Indigeste, cet apéro…

La bataille de la tranche « access prime time », de 18 h à 20 h, a commencé.
De Morandini à De Caunes en passant par Ferrari, rien qui hausse le niveau.

Jean-Claude Renard  • 5 septembre 2013 abonné·es

C’est promis, juré, prononcé comme une Annonciation. Interviewé la semaine précédant sa rentrée, sur sa propre station, Europe 1 (où il anime « Le Grand direct des médias », de 9 h à 10 h 30), Jean-Marc Morandini dessinait le nouveau visage de son émission quotidienne sur NRJ 12, « #Morandini, télé, people, buzz », de 18 h 55 à 20 h. Annonce pour le moins prometteuse, voire bouleversante : « On va voir un vrai journal de la télé. J’ai envie de retourner vers l’info, le décryptage. C’est une vraie émission d’information. On est malgré tout sur de l’info et du fond. J’avais envie de faire quelque chose qui me ressemblait un peu plus… » Rien que ça. À l’écran, voilà ce que ça donne : Miss Roussillon destituée pour avoir publié des photos aguichantes ; à quoi ressemblaient les vacances de Rihanna et de Laeticia Hallyday ? ; un micro-trottoir consacré à Zahia ; Catherine Zeta-Jones va-t-elle ruiner Michael Douglas ? ; les déboires de la série multirediffusée « Les Experts ». En effet, une véritable « émission d’information », entre voyeurisme et caniveau, paresseusement copiée-collée de l’émission de radio de l’animateur, ponctuée d’éclats de rire forcés. Le « #Morandini, télé, people, buzz » est l’une des émissions de rentrée occupant la case stratégique du 18/20 heures, dite « access prime time ». Stratégique parce qu’elle représente en moyenne 40 % des recettes publicitaires de la journée. Et doit entraîner le téléspectateur vers la première partie de soirée. D’où le choix d’émissions racoleuses, « rythmées » et « dynamiques ». Il s’agit de retenir le client à l’heure de la sortie d’école et du bureau.

[Enregistrements issus d'une source de données]
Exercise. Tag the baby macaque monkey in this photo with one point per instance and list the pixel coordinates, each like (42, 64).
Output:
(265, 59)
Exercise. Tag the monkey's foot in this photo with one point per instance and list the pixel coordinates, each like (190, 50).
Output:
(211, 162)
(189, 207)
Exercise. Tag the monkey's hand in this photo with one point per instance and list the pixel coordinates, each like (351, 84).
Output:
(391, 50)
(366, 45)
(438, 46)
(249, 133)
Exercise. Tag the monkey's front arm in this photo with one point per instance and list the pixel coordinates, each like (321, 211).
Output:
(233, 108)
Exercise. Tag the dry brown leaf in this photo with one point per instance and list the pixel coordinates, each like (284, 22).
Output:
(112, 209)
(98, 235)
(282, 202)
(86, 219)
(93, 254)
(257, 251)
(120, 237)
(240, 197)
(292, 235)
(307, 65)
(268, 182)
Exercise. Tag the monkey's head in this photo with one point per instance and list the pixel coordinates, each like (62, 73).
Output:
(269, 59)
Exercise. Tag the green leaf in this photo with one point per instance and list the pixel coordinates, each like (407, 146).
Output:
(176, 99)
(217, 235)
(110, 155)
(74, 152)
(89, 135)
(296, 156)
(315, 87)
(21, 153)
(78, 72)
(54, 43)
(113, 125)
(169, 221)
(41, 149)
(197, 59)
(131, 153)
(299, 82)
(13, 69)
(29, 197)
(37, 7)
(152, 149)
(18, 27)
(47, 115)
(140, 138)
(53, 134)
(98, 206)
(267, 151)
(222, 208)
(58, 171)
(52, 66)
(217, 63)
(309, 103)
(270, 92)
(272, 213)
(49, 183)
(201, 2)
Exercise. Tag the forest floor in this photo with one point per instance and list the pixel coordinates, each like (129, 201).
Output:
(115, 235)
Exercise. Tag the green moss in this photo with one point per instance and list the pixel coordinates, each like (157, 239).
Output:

=== TÂCHE ===
Selon le texte sur l'« access prime time », quelle part des recettes publicitaires de la journée la case de 18 h à 20 h représente-t-elle en moyenne ? Ces données n'ont aucun rapport avec le texte.

=== RÉSULTAT ===
40 % en moyenne.